The term’s power derives from the intellectual heft it borrows from an academic discipline, geology. By measuring humanity’s planetary influence on a geological timescale, it implies an impact vaster than empires, though not more slow. It carries in its tail familiar narratives of planetary disaster and the looming threat of extinction.

The term has spread rapidly from the sciences through the arts and out into popular culture: there is a graphic novel, several death-metal albums, a Brian Eno track and an “Anthropocene Fashion” Pinterest site board. Yet its air of authority is misleading, for the Anthropocene has no formal scientific status. Among geologists there is no consensus as to when, or indeed whether, it began; it is a source of disagreement and, to some, embarrassment.

## What you need to do
A: Decide whether each statement below agrees with the passage on the Anthropocene, answering yes or no and quoting the words of the passage that settle it: (i) The Anthropocene has formal scientific status. (ii) The term has spread beyond the sciences into popular culture. (iii) Geologists agree on when the Anthropocene began.
B: Transcribe the stretch of the passage on the Anthropocene from "The term’s power" through "to some, embarrassment.".

## Supplied information

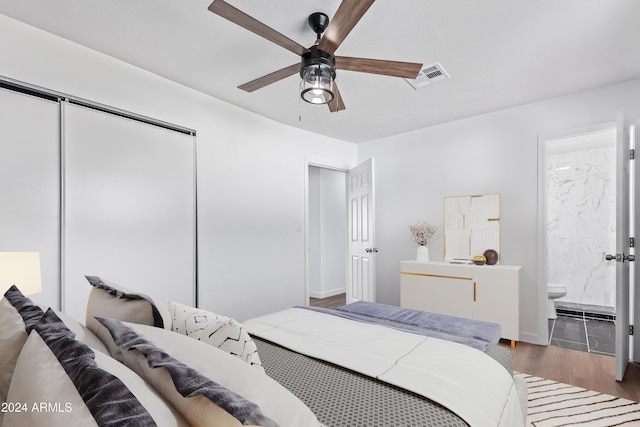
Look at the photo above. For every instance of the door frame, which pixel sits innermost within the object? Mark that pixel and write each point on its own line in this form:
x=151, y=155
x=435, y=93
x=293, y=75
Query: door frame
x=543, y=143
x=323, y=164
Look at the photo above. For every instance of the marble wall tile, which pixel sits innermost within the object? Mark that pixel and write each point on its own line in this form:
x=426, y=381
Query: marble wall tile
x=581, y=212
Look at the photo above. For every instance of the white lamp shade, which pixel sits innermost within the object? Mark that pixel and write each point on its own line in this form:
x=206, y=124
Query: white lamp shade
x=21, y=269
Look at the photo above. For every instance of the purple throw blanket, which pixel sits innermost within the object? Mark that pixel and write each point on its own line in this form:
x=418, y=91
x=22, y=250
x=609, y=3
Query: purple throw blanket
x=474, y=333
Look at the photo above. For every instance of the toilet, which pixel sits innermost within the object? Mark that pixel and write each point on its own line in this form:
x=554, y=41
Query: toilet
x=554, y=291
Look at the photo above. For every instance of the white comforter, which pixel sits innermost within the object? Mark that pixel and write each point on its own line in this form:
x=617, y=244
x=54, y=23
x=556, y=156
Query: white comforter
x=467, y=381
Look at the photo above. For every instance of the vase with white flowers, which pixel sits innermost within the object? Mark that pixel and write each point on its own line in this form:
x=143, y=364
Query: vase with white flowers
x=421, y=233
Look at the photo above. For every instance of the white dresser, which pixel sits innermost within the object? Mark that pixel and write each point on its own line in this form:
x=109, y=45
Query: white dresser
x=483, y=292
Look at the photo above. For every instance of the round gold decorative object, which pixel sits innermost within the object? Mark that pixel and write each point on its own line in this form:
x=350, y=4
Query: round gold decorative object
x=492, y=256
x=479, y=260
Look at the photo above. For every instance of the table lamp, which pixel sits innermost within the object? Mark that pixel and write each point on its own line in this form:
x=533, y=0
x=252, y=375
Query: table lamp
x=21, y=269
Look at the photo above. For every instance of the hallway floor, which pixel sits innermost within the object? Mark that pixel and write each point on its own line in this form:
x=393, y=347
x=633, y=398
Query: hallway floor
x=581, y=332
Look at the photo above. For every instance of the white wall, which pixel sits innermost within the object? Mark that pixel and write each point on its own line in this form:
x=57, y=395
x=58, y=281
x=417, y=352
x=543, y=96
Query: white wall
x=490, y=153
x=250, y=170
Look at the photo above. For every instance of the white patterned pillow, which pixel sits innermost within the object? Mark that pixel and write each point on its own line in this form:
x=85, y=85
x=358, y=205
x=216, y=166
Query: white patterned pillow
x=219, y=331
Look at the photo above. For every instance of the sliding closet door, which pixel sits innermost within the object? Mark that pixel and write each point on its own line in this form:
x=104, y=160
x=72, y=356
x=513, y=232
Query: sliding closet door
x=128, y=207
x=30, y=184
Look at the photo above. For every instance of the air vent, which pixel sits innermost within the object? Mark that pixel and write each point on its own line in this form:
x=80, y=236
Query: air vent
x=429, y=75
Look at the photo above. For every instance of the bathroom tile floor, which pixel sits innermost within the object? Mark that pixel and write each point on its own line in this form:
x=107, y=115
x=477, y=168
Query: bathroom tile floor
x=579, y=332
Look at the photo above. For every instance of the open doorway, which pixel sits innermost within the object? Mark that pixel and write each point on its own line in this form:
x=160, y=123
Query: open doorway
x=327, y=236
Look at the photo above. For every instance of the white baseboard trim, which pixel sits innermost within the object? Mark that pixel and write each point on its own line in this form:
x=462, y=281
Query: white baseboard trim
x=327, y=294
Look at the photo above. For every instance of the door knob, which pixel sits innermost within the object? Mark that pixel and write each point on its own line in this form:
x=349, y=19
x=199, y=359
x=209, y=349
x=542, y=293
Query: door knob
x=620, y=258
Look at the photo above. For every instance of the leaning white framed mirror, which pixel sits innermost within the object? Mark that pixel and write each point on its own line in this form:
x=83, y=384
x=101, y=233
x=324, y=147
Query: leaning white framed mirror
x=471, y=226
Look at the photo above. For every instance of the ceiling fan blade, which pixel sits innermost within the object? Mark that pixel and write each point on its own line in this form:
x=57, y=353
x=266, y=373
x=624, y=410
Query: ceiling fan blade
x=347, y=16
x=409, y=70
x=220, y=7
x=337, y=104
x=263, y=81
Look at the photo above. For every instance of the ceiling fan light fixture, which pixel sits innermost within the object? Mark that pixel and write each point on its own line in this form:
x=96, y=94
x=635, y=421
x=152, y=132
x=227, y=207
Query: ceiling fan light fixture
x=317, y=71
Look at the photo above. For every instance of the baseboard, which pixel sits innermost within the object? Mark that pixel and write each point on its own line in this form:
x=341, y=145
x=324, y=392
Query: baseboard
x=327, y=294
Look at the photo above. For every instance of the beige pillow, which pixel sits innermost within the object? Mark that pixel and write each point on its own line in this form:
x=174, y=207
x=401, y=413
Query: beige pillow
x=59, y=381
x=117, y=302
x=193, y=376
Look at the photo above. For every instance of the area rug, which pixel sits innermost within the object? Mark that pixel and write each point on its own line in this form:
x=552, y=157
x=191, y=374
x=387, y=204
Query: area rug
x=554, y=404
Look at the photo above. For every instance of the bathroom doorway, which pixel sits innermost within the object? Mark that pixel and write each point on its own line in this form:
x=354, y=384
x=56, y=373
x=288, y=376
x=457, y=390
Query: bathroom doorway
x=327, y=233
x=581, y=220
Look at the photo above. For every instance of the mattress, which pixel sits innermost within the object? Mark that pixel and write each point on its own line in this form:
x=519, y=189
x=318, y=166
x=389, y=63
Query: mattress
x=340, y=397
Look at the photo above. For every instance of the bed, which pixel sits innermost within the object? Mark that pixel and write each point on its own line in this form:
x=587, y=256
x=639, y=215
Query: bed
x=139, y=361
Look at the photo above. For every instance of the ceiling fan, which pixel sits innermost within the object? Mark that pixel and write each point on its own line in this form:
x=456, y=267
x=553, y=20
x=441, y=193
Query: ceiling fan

## Completed exercise
A:
(i) No: "the Anthropocene has no formal scientific status"
(ii) Yes: "The term has spread rapidly from the sciences through the arts and out into popular culture"
(iii) No: "Among geologists there is no consensus as to when, or indeed whether, it began"

B:
The term’s power derives from the intellectual heft it borrows from an academic discipline, geology. By measuring humanity’s planetary influence on a geological timescale, it implies an impact vaster than empires, though not more slow. It carries in its tail familiar narratives of planetary disaster and the looming threat of extinction.

The term has spread rapidly from the sciences through the arts and out into popular culture: there is a graphic novel, several death-metal albums, a Brian Eno track and an “Anthropocene Fashion” Pinterest site board. Yet its air of authority is misleading, for the Anthropocene has no formal scientific status. Among geologists there is no consensus as to when, or indeed whether, it began; it is a source of disagreement and, to some, embarrassment.